===== Task input =====
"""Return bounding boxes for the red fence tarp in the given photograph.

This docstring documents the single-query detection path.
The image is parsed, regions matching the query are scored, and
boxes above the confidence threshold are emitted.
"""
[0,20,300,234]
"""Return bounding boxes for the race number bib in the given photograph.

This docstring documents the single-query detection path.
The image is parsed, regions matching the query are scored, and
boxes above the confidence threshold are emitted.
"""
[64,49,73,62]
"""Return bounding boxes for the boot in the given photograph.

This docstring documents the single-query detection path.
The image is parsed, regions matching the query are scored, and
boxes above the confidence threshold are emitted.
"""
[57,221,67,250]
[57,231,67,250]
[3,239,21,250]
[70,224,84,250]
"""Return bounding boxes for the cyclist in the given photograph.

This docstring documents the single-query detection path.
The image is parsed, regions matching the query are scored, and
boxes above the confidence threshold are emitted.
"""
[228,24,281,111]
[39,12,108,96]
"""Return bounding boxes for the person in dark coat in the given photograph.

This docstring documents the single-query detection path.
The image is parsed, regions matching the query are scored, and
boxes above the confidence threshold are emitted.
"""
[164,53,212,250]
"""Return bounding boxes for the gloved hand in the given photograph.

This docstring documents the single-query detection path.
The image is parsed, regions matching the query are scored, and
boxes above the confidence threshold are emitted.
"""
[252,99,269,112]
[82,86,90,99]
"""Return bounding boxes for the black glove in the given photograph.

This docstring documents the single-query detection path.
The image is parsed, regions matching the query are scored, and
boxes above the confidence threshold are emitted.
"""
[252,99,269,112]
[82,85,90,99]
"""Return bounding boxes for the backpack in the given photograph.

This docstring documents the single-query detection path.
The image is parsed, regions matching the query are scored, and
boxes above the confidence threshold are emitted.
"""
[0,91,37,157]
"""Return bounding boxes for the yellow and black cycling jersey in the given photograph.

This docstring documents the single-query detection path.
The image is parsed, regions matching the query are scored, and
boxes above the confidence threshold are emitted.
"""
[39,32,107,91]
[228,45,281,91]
=====
What to do |
Render all of the entries above as a JSON array of strings, one string per line, with blank lines omitted.

Correct response |
[
  "\"\"\"Return bounding boxes for the red fence tarp in the given photograph.",
  "This docstring documents the single-query detection path.",
  "The image is parsed, regions matching the query are scored, and",
  "boxes above the confidence threshold are emitted.",
  "\"\"\"",
  "[0,20,300,234]",
  "\"\"\"Return bounding boxes for the race number bib in the given photograph.",
  "This docstring documents the single-query detection path.",
  "The image is parsed, regions matching the query are scored, and",
  "boxes above the confidence threshold are emitted.",
  "\"\"\"",
  "[64,49,73,62]",
  "\"\"\"Return bounding boxes for the boot in the given photograph.",
  "This docstring documents the single-query detection path.",
  "The image is parsed, regions matching the query are scored, and",
  "boxes above the confidence threshold are emitted.",
  "\"\"\"",
  "[57,221,67,250]",
  "[57,231,67,250]",
  "[3,239,21,250]",
  "[70,224,84,250]",
  "\"\"\"Return bounding boxes for the cyclist in the given photograph.",
  "This docstring documents the single-query detection path.",
  "The image is parsed, regions matching the query are scored, and",
  "boxes above the confidence threshold are emitted.",
  "\"\"\"",
  "[228,24,281,111]",
  "[39,12,108,96]",
  "\"\"\"Return bounding boxes for the person in dark coat in the given photograph.",
  "This docstring documents the single-query detection path.",
  "The image is parsed, regions matching the query are scored, and",
  "boxes above the confidence threshold are emitted.",
  "\"\"\"",
  "[164,53,212,250]",
  "\"\"\"Return bounding boxes for the gloved hand in the given photograph.",
  "This docstring documents the single-query detection path.",
  "The image is parsed, regions matching the query are scored, and",
  "boxes above the confidence threshold are emitted.",
  "\"\"\"",
  "[252,99,269,112]",
  "[82,86,90,99]",
  "\"\"\"Return bounding boxes for the black glove in the given photograph.",
  "This docstring documents the single-query detection path.",
  "The image is parsed, regions matching the query are scored, and",
  "boxes above the confidence threshold are emitted.",
  "\"\"\"",
  "[252,99,269,112]",
  "[82,85,90,99]",
  "\"\"\"Return bounding boxes for the backpack in the given photograph.",
  "This docstring documents the single-query detection path.",
  "The image is parsed, regions matching the query are scored, and",
  "boxes above the confidence threshold are emitted.",
  "\"\"\"",
  "[0,91,37,157]",
  "\"\"\"Return bounding boxes for the yellow and black cycling jersey in the given photograph.",
  "This docstring documents the single-query detection path.",
  "The image is parsed, regions matching the query are scored, and",
  "boxes above the confidence threshold are emitted.",
  "\"\"\"",
  "[39,32,107,91]",
  "[228,45,281,91]"
]